Dataset excerpt:
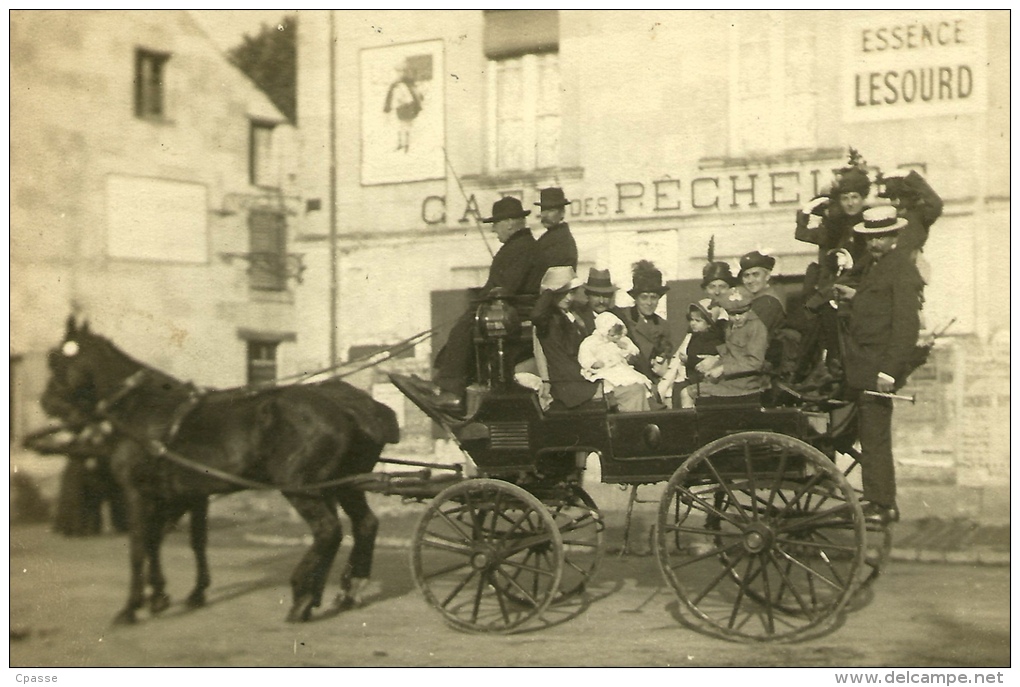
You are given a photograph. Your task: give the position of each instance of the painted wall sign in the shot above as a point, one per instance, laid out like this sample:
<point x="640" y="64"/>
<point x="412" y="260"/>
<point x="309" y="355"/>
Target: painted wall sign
<point x="914" y="64"/>
<point x="727" y="191"/>
<point x="402" y="113"/>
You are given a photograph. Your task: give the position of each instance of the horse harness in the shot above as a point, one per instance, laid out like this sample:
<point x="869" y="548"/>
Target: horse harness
<point x="159" y="446"/>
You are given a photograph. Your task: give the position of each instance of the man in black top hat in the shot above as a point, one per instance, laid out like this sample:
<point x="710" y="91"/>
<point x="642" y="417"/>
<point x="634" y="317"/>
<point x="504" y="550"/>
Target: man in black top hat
<point x="515" y="271"/>
<point x="880" y="346"/>
<point x="556" y="247"/>
<point x="601" y="293"/>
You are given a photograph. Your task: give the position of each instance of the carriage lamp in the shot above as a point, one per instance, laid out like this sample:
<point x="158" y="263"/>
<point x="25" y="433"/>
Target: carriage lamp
<point x="496" y="318"/>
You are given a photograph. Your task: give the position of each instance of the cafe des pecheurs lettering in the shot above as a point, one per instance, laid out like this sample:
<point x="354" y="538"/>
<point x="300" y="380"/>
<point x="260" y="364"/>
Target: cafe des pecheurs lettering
<point x="758" y="190"/>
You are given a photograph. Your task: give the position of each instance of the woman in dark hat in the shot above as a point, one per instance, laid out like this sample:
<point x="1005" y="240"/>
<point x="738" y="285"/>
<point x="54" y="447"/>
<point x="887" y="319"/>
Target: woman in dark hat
<point x="645" y="326"/>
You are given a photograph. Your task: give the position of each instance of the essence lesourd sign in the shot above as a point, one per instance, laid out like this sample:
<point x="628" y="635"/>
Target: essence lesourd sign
<point x="914" y="64"/>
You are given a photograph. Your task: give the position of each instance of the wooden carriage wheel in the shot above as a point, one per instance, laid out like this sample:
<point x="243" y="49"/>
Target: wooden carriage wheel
<point x="488" y="556"/>
<point x="762" y="538"/>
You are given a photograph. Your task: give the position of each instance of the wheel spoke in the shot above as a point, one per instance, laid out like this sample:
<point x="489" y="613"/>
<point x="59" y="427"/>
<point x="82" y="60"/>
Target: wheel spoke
<point x="712" y="510"/>
<point x="751" y="480"/>
<point x="455" y="525"/>
<point x="531" y="597"/>
<point x="740" y="593"/>
<point x="447" y="570"/>
<point x="813" y="521"/>
<point x="787" y="584"/>
<point x="808" y="569"/>
<point x="725" y="485"/>
<point x="727" y="571"/>
<point x="456" y="590"/>
<point x="780" y="474"/>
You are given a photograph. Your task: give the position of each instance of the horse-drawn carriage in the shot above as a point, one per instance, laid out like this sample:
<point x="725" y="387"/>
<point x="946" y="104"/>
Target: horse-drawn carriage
<point x="759" y="531"/>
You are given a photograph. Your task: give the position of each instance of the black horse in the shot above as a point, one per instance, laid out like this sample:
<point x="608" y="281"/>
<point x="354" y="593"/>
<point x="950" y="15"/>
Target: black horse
<point x="174" y="446"/>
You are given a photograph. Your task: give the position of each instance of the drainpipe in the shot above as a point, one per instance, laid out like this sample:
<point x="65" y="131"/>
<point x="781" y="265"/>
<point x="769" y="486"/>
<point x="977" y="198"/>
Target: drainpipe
<point x="334" y="274"/>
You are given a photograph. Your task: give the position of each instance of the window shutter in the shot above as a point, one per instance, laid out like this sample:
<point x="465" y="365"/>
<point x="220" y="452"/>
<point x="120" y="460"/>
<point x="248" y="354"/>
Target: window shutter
<point x="267" y="236"/>
<point x="510" y="33"/>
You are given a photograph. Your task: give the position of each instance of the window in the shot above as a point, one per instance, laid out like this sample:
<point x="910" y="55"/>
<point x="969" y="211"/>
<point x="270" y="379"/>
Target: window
<point x="523" y="89"/>
<point x="773" y="90"/>
<point x="260" y="154"/>
<point x="261" y="361"/>
<point x="267" y="245"/>
<point x="150" y="87"/>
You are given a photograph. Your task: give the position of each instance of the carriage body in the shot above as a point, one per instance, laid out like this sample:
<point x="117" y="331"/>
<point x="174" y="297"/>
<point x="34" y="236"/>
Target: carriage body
<point x="759" y="529"/>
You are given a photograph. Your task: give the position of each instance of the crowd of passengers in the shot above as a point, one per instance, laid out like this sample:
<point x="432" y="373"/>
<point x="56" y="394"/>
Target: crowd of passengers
<point x="589" y="350"/>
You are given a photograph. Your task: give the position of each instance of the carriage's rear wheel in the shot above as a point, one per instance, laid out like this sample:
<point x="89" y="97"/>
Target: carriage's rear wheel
<point x="761" y="536"/>
<point x="488" y="556"/>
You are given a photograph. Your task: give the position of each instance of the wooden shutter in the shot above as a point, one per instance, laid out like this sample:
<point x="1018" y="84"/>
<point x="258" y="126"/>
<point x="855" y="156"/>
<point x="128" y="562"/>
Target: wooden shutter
<point x="267" y="231"/>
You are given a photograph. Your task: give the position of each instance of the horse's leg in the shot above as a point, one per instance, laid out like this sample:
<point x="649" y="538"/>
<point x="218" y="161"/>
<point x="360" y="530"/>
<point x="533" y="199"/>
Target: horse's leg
<point x="140" y="517"/>
<point x="159" y="600"/>
<point x="359" y="563"/>
<point x="199" y="537"/>
<point x="309" y="577"/>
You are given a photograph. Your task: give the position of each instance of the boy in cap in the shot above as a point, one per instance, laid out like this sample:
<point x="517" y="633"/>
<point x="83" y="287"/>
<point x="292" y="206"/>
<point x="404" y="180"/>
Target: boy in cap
<point x="741" y="355"/>
<point x="884" y="321"/>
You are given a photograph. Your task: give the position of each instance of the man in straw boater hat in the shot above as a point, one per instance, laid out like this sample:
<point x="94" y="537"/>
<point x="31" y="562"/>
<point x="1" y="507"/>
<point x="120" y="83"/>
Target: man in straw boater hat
<point x="515" y="271"/>
<point x="557" y="246"/>
<point x="601" y="294"/>
<point x="879" y="352"/>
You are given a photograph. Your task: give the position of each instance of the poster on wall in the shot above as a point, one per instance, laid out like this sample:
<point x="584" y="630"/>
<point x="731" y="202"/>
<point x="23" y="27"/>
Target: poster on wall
<point x="403" y="131"/>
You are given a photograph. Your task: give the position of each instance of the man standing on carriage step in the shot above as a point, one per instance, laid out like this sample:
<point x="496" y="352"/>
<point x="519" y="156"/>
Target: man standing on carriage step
<point x="879" y="352"/>
<point x="556" y="247"/>
<point x="516" y="271"/>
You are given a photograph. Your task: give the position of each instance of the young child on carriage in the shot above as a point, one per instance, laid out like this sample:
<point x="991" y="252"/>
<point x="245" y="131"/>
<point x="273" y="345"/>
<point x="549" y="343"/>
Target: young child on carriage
<point x="706" y="334"/>
<point x="605" y="356"/>
<point x="733" y="374"/>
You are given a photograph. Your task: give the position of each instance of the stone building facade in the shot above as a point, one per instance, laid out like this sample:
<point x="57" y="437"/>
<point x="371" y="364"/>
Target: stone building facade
<point x="666" y="129"/>
<point x="152" y="192"/>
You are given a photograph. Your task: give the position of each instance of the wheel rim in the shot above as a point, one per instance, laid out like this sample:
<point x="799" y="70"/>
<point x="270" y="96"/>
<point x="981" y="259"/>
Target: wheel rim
<point x="761" y="537"/>
<point x="488" y="556"/>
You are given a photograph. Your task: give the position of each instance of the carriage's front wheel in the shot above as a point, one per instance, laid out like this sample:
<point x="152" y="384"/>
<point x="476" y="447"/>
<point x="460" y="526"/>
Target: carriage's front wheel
<point x="761" y="536"/>
<point x="488" y="556"/>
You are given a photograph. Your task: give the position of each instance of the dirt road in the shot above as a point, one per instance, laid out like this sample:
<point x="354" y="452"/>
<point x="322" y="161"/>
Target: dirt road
<point x="65" y="591"/>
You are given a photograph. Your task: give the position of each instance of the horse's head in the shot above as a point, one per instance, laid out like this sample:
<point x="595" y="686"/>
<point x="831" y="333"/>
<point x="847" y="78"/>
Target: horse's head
<point x="81" y="368"/>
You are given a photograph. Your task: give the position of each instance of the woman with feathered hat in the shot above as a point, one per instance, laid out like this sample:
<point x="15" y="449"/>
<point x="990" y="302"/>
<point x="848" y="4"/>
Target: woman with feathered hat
<point x="645" y="326"/>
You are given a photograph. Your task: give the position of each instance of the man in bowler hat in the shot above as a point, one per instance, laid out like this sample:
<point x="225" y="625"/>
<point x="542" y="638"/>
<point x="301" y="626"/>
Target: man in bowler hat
<point x="515" y="271"/>
<point x="555" y="247"/>
<point x="881" y="338"/>
<point x="601" y="293"/>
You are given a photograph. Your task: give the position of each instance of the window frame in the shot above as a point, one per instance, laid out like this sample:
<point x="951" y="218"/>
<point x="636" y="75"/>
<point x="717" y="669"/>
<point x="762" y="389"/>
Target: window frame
<point x="530" y="70"/>
<point x="255" y="366"/>
<point x="258" y="167"/>
<point x="150" y="85"/>
<point x="785" y="102"/>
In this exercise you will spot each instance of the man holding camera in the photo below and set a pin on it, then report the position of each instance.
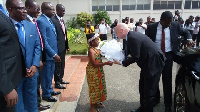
(140, 27)
(88, 28)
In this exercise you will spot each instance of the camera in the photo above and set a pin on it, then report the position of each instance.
(138, 23)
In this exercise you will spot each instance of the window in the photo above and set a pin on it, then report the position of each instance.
(195, 4)
(178, 4)
(94, 8)
(187, 4)
(167, 4)
(156, 5)
(125, 7)
(115, 7)
(163, 5)
(108, 5)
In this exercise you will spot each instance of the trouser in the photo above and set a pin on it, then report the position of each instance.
(27, 94)
(3, 106)
(46, 78)
(198, 40)
(38, 88)
(194, 37)
(59, 69)
(148, 85)
(167, 80)
(103, 37)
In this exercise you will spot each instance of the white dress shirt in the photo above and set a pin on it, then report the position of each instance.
(168, 45)
(140, 29)
(103, 28)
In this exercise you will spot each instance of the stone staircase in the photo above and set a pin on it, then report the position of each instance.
(75, 71)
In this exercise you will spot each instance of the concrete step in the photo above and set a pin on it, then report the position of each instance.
(75, 74)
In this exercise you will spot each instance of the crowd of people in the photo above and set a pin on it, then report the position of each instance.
(32, 52)
(153, 46)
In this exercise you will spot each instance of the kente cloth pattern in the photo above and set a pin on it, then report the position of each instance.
(96, 81)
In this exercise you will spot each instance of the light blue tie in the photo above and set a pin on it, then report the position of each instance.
(2, 9)
(20, 33)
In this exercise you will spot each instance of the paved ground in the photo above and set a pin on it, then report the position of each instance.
(122, 88)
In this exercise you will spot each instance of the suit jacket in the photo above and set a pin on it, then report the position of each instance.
(43, 52)
(50, 37)
(32, 49)
(144, 52)
(11, 58)
(62, 43)
(175, 32)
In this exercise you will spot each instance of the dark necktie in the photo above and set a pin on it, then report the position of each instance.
(41, 41)
(20, 33)
(126, 49)
(2, 9)
(52, 24)
(163, 41)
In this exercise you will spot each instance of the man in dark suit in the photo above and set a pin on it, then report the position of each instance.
(62, 42)
(33, 10)
(11, 64)
(149, 58)
(47, 28)
(30, 45)
(165, 34)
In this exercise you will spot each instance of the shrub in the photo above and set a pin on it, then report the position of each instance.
(101, 14)
(72, 23)
(83, 17)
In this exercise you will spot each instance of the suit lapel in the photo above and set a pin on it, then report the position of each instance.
(49, 24)
(58, 22)
(154, 31)
(171, 30)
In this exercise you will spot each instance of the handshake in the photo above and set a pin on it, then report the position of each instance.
(110, 63)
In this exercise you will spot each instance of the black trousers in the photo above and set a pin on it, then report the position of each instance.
(148, 85)
(198, 39)
(167, 80)
(103, 37)
(59, 68)
(38, 88)
(3, 107)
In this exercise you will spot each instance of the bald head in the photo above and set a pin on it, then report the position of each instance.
(48, 9)
(60, 10)
(121, 30)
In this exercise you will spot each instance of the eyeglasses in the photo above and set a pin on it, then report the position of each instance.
(20, 8)
(37, 9)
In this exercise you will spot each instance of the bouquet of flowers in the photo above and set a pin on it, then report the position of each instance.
(111, 50)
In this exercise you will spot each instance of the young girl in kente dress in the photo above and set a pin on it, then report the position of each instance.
(95, 74)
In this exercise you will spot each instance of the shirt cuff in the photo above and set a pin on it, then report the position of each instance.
(54, 55)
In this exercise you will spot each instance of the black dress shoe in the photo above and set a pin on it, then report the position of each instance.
(42, 107)
(137, 110)
(49, 99)
(63, 82)
(59, 86)
(168, 109)
(55, 93)
(156, 102)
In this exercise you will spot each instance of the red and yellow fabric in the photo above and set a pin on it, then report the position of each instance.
(96, 81)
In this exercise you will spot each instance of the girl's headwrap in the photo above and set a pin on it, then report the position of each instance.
(93, 37)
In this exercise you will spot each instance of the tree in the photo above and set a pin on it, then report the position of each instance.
(83, 17)
(101, 14)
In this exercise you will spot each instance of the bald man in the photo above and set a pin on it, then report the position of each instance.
(62, 46)
(48, 31)
(148, 57)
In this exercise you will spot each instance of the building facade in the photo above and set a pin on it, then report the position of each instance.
(118, 9)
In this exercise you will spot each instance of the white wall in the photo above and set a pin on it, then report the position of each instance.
(73, 7)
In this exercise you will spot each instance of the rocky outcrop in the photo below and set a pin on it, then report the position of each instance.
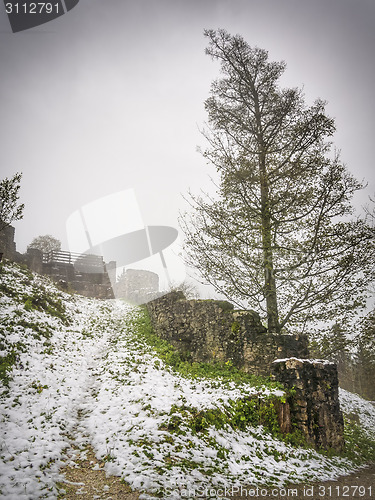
(212, 330)
(315, 406)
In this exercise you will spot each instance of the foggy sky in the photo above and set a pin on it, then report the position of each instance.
(110, 96)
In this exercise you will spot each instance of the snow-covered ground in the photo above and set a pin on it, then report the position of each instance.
(87, 377)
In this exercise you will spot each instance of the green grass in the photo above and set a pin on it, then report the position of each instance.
(183, 364)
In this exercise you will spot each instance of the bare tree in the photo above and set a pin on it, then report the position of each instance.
(280, 235)
(10, 210)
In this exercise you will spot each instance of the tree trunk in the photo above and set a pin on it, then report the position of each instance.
(269, 278)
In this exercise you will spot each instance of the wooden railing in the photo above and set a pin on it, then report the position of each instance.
(77, 259)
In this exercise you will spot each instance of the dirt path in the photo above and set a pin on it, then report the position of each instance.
(360, 484)
(85, 479)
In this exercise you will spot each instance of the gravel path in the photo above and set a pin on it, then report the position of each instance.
(360, 484)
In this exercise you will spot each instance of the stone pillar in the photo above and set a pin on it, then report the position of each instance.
(34, 259)
(315, 408)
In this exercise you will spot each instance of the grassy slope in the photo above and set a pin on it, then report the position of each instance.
(85, 370)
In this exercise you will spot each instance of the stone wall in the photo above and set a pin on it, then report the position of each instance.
(315, 406)
(214, 331)
(137, 286)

Problem description>
Rewrite the lines starting with the one that contains "In this exercise you will spot each instance of the dirt" and continuing through the last line, replacing "set a pin on it" with "place a marker on it" and leaving everything else as it is.

Problem solution>
In this exercise you will spot each instance of the dirt path in the photo above and place a marker on it, then report the position of each instance.
(360, 484)
(85, 479)
In this exercise you will spot each instance of the gravel path in the photo above and place a marker on it, then report the position of each instance.
(360, 484)
In this exercise you will spot each instance of the stone pillar in the photo above and place a marker on it, then report the position of each instance.
(34, 259)
(315, 408)
In this exercise you will spot each instance of the grassy slope in the photo above and place a marker on it, then report the position of each instance.
(85, 370)
In this exercise you will spot each instance of the stone wall in the photo above and place a marker on it, then report the position of each instance.
(315, 406)
(214, 331)
(137, 286)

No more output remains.